Passage to read:
The last ice age occurred gradually over the span of millennia. Anthropic climate change is occurring in an instant by comparison. Not to mention, humanity survived by mass migration, something that's a lot harder for integrated global economies to do. Few believe humanity is going to go extinct. But extinction of industrialized civilization is a more real concern. And the collapse of industrialized civilization will undoubtedly entail the death of over 90% of the human population.
I doubt that because technology is so powerful and adaptable. Dikes can protect lowlands. Air conditioning can make hot summers tolerable. Food can be grown in more northern climes.
But coral can’t adapt to warmer more acidic waters overnight. Polar bears can’t darken their fur in a couple generations to hunt in perpetual summer tundra.
Dikes can also lead to the destruction of swamps or coastal habitat reducing natural ways of capturing the carbon. In some places they can also lead to further land corrosion which counterproductively will only increase flooding. So dikes are no way a silver bullet to protect lowlands from the effects of the climate disaster.
Air conditioning does not protect workers that need to work outdoors, or people that live in areas with limited access to electricity.
And this says nothing of the other effects we still have no way of combating, including forest fires, stronger hurricanes, prolonged droughts, increased pesting of climate tolerant species, mass migration of climate refugees from the worst affected areas, and—eventually—conflicts and even wars arising from this mass migration. There is no technology that can save us from these effects.
Yes the effects of the natural world is indeed devastating. But there is no way the society as we know it can survive these changes. At best I see humanity regressing to another imperial age with constant wars around the planet, massive exploitation of the majority of the human kind, technology only serving to increase this exploitation, frequent famines, no relief after natural disasters (except for the wealthy few). And even this can’t last forever as at some point the mass of humanity will not bear it any longer and we can expect a societal collapse at a scale not seen since the Bronze age collapse of the 12th century BC.
It is very disingenuous of you to call me a Malthusian. The Malthusian theory sets a cap at population growth and predicts an inevitable scarcity driven famines and conflicts after a certain period of unhindered growth. It says nothing about the effects of real outside changes in the environment.
In fact these worries—and the fact that we are calling for drastic changes to prevent this disaster—is in fact counter to any Malthusian theory. A true Malthusian would state this collapse is inevitable. We state they are certain if we allow the climate disaster to progress unhindered.
The technology you talked about is only available in developed countries.
What about the people in parts in Africa who already have problem in terms of food insecurities?

Complete the following:
- 1) Answer these from the climate discussion:
(a) What share of the human population does it say would die if industrialized civilization collapsed?
(b) What can't coral adapt to overnight?
(c) Which past collapse does it use to size up the societal collapse it expects?
- 2) Reproduce the climate discussion word for word from "The last ice" to "more northern climes.".
- 3) Put this sentence from the climate discussion into Spanish: "Air conditioning does not protect workers that need to work outdoors, or people that live in areas with limited access to electricity."
The listing after this is separate material with no tie to the climate discussion.

Study material:
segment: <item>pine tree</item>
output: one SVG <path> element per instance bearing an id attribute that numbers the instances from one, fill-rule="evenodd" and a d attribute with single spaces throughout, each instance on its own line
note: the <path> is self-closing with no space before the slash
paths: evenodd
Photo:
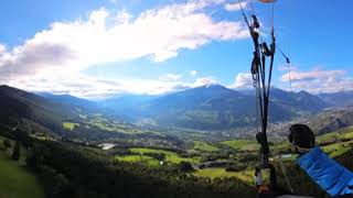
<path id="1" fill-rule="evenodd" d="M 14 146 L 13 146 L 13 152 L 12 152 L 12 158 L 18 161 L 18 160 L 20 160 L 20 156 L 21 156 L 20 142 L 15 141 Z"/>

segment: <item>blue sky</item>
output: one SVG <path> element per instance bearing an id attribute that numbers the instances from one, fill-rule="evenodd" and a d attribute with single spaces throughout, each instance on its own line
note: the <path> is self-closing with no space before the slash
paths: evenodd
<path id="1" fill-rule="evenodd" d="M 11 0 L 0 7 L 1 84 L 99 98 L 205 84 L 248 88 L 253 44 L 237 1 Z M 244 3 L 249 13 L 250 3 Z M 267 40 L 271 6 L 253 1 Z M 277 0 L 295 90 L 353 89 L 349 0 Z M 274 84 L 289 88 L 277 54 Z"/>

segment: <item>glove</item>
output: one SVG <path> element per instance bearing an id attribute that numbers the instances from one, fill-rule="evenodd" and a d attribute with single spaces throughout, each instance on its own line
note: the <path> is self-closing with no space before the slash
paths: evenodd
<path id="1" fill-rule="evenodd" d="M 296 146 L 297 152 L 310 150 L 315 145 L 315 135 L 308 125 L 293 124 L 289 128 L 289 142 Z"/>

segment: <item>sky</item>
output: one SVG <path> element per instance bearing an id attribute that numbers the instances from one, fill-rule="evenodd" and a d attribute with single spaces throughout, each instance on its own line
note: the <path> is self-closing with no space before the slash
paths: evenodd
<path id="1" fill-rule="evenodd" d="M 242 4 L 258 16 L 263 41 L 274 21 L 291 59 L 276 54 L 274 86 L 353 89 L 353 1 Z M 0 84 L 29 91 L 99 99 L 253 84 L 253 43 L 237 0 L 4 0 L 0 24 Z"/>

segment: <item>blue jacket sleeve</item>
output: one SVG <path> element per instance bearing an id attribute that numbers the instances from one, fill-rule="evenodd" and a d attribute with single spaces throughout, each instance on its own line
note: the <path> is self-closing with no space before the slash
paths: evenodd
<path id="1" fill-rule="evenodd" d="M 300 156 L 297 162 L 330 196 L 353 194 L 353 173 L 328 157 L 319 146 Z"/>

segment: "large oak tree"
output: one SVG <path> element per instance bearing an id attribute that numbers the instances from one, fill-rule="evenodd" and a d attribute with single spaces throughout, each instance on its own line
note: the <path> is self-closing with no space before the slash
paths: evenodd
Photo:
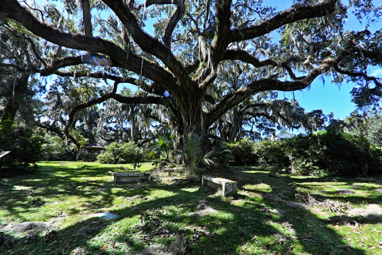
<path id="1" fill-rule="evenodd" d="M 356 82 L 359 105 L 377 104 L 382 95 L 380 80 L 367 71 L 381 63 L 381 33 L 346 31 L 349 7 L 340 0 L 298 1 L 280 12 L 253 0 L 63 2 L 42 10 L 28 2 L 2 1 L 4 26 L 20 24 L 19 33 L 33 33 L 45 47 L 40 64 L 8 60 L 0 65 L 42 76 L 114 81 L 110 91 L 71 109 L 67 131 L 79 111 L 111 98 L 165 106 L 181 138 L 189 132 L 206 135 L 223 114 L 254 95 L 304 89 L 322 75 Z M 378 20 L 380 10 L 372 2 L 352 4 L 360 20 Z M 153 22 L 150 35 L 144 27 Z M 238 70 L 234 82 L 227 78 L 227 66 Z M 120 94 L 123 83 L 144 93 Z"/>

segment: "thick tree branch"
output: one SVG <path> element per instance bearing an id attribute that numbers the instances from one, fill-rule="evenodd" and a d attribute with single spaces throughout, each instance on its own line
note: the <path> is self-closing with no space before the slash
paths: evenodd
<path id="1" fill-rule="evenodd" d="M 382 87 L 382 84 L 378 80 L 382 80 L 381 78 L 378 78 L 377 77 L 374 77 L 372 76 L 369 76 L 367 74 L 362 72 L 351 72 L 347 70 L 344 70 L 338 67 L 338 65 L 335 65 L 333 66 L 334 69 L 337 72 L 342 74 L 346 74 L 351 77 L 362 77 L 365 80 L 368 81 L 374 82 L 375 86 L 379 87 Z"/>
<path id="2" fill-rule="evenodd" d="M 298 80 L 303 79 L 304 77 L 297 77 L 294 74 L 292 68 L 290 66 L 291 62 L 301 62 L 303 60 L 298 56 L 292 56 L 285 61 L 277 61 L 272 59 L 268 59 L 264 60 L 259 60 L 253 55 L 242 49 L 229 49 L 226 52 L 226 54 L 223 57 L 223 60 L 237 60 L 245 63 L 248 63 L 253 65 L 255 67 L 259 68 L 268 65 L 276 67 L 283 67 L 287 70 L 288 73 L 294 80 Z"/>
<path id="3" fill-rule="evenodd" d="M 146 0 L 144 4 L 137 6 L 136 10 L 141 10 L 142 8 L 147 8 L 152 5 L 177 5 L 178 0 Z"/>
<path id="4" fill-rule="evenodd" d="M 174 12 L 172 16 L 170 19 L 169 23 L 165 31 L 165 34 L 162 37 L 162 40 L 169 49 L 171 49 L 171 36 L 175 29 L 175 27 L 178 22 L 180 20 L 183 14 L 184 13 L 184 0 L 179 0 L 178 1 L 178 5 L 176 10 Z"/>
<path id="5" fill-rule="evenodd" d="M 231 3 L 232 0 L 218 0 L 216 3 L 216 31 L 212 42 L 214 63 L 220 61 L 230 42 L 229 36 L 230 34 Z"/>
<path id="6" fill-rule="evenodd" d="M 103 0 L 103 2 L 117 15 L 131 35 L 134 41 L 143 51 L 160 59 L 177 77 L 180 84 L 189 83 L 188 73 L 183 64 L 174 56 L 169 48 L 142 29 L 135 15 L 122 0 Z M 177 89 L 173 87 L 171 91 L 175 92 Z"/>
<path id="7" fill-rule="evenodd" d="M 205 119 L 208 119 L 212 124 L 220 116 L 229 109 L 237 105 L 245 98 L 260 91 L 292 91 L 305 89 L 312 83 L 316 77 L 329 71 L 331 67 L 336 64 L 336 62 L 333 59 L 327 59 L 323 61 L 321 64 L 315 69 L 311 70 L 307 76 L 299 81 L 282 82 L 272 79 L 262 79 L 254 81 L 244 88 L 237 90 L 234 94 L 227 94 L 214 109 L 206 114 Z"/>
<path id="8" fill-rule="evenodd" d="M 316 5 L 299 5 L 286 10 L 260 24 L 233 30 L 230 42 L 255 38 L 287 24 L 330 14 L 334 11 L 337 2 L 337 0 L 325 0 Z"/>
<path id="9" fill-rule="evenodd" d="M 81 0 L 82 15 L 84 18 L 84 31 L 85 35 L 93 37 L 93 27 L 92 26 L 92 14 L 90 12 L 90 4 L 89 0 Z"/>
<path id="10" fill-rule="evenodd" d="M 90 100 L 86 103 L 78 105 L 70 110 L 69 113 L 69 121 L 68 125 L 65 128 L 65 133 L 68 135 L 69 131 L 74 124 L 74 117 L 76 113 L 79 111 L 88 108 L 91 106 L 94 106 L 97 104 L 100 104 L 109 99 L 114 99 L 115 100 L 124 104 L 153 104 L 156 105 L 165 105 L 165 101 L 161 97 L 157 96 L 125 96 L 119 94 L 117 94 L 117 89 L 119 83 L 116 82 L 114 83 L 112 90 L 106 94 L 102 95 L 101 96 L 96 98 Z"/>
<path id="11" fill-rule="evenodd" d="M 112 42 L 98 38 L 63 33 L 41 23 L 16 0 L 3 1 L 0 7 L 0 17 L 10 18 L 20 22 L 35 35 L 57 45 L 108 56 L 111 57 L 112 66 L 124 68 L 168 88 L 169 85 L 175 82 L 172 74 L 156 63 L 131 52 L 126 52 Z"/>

---

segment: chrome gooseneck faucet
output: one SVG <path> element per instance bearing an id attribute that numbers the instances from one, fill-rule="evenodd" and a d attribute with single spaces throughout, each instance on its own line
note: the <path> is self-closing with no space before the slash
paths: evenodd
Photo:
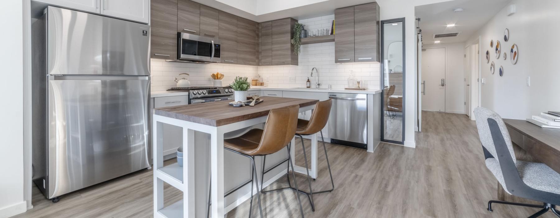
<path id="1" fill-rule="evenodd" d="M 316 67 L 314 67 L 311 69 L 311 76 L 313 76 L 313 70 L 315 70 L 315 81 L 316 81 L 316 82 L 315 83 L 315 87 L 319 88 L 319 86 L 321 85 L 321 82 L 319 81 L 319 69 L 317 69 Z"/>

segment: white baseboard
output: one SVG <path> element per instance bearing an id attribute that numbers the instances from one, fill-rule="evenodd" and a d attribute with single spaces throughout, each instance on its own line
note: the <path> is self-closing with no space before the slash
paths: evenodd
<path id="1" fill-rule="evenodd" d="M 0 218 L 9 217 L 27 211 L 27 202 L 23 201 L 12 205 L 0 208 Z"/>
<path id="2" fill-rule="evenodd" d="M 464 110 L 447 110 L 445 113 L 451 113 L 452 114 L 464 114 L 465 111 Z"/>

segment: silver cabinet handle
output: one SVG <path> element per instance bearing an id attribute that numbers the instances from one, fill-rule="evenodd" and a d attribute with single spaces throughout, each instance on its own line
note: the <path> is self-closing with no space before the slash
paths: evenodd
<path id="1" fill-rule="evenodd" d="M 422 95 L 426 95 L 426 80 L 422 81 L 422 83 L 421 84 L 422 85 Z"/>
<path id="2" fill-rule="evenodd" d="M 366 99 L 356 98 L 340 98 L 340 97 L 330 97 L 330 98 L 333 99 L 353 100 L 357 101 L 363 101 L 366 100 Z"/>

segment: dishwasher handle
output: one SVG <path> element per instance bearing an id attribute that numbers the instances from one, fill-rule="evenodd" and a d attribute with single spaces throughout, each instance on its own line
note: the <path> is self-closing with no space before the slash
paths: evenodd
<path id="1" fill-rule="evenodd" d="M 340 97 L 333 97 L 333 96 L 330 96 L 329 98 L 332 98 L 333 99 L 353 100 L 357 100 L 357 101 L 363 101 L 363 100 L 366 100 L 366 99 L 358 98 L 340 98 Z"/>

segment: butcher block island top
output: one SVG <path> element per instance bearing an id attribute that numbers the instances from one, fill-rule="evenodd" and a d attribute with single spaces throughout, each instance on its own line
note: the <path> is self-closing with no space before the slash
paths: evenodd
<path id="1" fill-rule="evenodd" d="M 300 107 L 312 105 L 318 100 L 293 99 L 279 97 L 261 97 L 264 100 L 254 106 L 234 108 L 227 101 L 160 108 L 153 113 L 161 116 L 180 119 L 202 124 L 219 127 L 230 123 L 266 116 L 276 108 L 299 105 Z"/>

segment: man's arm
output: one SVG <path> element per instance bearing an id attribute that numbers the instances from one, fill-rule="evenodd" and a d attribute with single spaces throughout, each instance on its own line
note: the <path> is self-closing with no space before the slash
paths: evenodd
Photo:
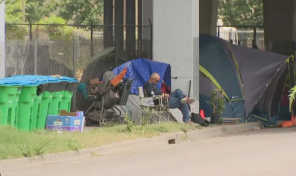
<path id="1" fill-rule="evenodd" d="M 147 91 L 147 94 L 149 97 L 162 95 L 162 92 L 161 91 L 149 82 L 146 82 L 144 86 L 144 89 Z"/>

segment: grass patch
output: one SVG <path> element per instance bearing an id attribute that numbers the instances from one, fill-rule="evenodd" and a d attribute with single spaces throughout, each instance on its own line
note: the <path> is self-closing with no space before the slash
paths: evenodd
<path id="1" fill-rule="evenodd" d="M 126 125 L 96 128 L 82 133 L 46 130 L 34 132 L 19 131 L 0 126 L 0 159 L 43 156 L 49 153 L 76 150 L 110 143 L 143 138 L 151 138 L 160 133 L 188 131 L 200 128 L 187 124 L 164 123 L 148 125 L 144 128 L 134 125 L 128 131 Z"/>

Problem solutions:
- 1)
(a) Over 90%
(b) Warmer, more acidic waters
(c) The Bronze age collapse of the 12th century BC

- 2)
The last ice age occurred gradually over the span of millennia. Anthropic climate change is occurring in an instant by comparison. Not to mention, humanity survived by mass migration, something that's a lot harder for integrated global economies to do. Few believe humanity is going to go extinct. But extinction of industrialized civilization is a more real concern. And the collapse of industrialized civilization will undoubtedly entail the death of over 90% of the human population.
I doubt that because technology is so powerful and adaptable. Dikes can protect lowlands. Air conditioning can make hot summers tolerable. Food can be grown in more northern climes.

- 3) El aire acondicionado no protege a los trabajadores que necesitan trabajar al aire libre, ni a las personas que viven en zonas con acceso limitado a la electricidad.